- DATASET RECORDS:

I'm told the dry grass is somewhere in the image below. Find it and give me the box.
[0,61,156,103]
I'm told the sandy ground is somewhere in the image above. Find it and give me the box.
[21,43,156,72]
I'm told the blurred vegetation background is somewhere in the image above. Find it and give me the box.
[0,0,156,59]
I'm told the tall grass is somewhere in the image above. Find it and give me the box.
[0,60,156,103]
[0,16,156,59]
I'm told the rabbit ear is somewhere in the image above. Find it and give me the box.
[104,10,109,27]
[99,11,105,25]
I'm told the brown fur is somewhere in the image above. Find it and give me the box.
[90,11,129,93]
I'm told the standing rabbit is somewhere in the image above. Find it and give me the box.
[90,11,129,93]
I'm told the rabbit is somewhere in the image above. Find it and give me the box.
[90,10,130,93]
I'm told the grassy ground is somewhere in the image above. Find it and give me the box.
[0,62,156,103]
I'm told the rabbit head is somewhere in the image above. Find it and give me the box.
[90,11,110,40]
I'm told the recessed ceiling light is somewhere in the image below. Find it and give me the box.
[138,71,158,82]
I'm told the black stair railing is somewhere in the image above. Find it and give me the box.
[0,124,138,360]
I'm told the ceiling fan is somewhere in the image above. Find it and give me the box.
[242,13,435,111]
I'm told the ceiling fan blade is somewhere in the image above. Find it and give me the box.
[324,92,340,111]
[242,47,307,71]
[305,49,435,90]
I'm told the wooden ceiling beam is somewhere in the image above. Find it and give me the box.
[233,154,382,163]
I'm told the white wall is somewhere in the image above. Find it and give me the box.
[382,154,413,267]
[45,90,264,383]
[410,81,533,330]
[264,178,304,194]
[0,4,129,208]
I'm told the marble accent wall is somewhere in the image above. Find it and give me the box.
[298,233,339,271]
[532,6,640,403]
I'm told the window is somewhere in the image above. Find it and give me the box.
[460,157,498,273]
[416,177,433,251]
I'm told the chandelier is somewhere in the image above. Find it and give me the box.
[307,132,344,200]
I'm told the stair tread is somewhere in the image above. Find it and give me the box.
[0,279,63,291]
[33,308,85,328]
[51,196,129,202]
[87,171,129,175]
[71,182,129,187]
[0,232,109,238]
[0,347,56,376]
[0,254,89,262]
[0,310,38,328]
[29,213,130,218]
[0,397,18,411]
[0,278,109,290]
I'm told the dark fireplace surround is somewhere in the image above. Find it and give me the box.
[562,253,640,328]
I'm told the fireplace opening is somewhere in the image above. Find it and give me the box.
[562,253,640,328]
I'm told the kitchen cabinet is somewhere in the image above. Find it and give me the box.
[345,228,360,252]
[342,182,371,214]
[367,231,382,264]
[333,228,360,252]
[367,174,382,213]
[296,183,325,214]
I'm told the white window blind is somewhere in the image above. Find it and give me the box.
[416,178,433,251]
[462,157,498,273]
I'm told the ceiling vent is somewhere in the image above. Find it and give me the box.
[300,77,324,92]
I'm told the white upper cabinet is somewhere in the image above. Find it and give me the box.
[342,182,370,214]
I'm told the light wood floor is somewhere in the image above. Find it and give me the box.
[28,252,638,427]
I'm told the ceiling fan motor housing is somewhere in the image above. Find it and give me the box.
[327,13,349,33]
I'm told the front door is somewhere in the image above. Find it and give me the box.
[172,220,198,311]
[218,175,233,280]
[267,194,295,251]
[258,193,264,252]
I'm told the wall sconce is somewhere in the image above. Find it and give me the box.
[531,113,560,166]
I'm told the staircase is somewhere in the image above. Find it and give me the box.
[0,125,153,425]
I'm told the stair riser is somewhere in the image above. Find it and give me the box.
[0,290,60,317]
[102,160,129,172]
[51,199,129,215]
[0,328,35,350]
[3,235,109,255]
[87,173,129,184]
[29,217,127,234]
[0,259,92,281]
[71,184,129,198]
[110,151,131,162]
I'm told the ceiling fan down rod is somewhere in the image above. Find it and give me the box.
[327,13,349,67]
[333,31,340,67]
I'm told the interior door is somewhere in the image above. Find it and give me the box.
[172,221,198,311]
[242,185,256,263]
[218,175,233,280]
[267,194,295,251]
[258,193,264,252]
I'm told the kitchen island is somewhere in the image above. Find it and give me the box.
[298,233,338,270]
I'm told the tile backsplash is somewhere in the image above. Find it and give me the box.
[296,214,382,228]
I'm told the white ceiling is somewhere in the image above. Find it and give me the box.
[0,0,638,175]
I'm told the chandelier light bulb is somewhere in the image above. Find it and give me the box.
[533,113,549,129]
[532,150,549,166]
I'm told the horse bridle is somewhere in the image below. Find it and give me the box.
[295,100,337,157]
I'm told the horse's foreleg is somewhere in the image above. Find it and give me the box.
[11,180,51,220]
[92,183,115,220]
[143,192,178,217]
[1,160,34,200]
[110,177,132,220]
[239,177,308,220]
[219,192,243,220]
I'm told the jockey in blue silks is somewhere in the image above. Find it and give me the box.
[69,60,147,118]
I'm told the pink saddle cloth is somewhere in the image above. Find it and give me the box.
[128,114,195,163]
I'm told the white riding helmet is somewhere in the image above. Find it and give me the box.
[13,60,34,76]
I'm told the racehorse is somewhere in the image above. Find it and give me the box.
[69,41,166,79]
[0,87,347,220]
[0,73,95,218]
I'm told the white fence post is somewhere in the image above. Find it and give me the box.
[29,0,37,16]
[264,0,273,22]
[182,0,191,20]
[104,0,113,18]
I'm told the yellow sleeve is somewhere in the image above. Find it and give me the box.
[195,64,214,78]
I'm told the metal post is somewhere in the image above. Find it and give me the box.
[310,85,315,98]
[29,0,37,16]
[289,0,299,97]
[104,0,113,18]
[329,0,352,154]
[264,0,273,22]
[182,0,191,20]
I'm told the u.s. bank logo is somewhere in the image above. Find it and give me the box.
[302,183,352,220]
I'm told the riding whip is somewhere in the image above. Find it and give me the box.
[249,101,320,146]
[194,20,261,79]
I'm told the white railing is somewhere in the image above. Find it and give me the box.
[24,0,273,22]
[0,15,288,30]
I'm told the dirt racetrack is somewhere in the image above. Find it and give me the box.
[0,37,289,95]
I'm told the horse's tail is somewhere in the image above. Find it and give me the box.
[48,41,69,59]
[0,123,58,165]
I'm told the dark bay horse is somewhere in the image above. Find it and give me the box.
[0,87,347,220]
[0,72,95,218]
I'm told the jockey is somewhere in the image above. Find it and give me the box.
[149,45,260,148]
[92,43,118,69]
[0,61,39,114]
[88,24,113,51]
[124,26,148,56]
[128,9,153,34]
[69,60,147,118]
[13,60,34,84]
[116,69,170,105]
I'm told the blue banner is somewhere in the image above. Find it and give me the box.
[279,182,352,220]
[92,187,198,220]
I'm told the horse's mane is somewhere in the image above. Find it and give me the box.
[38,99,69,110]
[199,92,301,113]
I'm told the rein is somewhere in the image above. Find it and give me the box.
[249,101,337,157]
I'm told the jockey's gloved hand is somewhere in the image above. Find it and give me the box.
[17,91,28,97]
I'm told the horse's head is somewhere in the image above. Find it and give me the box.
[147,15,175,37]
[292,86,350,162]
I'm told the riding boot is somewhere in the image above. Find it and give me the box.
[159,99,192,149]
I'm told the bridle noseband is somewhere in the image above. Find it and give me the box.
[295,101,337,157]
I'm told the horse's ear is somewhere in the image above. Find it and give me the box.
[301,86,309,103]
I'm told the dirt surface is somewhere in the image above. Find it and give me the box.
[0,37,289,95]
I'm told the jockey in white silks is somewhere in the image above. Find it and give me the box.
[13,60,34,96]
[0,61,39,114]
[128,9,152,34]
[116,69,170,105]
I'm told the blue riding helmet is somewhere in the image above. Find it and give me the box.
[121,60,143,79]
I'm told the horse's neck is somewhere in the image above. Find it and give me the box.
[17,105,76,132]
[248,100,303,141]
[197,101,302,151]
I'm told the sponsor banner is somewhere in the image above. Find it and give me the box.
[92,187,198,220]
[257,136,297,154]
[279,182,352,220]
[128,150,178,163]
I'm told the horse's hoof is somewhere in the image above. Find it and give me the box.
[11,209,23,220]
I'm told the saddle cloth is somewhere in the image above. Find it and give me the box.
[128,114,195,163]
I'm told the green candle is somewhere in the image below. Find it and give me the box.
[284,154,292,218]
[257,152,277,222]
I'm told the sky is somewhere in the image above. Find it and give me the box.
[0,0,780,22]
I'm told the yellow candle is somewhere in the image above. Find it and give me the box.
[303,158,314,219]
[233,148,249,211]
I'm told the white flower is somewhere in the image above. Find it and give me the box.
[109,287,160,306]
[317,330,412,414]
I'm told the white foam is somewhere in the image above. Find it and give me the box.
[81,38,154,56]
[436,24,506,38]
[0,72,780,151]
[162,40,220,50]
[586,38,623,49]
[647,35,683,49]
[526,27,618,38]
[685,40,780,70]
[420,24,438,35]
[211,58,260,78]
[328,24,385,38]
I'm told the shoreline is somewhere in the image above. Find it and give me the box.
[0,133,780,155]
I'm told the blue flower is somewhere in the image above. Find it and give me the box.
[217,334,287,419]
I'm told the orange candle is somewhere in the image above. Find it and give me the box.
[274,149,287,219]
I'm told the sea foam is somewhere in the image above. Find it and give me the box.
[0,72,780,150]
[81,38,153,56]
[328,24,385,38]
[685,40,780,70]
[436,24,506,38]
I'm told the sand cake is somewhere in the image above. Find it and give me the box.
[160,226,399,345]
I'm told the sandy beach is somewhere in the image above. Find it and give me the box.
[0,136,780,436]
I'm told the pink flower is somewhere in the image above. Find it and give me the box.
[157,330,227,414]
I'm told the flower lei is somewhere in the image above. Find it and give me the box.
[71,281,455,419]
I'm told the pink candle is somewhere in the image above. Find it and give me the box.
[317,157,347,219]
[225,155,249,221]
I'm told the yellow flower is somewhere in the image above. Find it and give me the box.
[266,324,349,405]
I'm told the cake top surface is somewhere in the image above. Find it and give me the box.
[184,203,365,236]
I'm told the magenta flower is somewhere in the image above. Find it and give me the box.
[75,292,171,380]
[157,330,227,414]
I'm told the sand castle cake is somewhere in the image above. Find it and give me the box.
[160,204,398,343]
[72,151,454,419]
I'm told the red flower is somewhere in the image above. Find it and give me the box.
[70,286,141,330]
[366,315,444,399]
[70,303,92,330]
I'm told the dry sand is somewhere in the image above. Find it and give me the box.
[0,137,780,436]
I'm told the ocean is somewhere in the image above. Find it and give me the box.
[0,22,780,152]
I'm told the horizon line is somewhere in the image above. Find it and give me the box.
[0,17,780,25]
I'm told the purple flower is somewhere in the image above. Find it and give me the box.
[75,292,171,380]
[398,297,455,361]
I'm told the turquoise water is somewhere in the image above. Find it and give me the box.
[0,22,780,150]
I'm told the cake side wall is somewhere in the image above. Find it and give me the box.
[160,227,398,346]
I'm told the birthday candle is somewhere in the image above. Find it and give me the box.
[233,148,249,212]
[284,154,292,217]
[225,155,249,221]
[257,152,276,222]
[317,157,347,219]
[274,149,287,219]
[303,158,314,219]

- WRITTEN EXERCISE: Can you repeat verbatim the rows that open with the line containing "I'm told the pink candle" and close with the line containing "[266,324,349,405]", keeping both of those lines?

- FINISHED ANSWER:
I'm told the pink candle is somewhere in the image above. Find it and give me the box.
[317,157,347,219]
[225,155,249,221]
I'm told the yellow flower is somewhere in the image above. Find it and give me the box.
[266,324,349,405]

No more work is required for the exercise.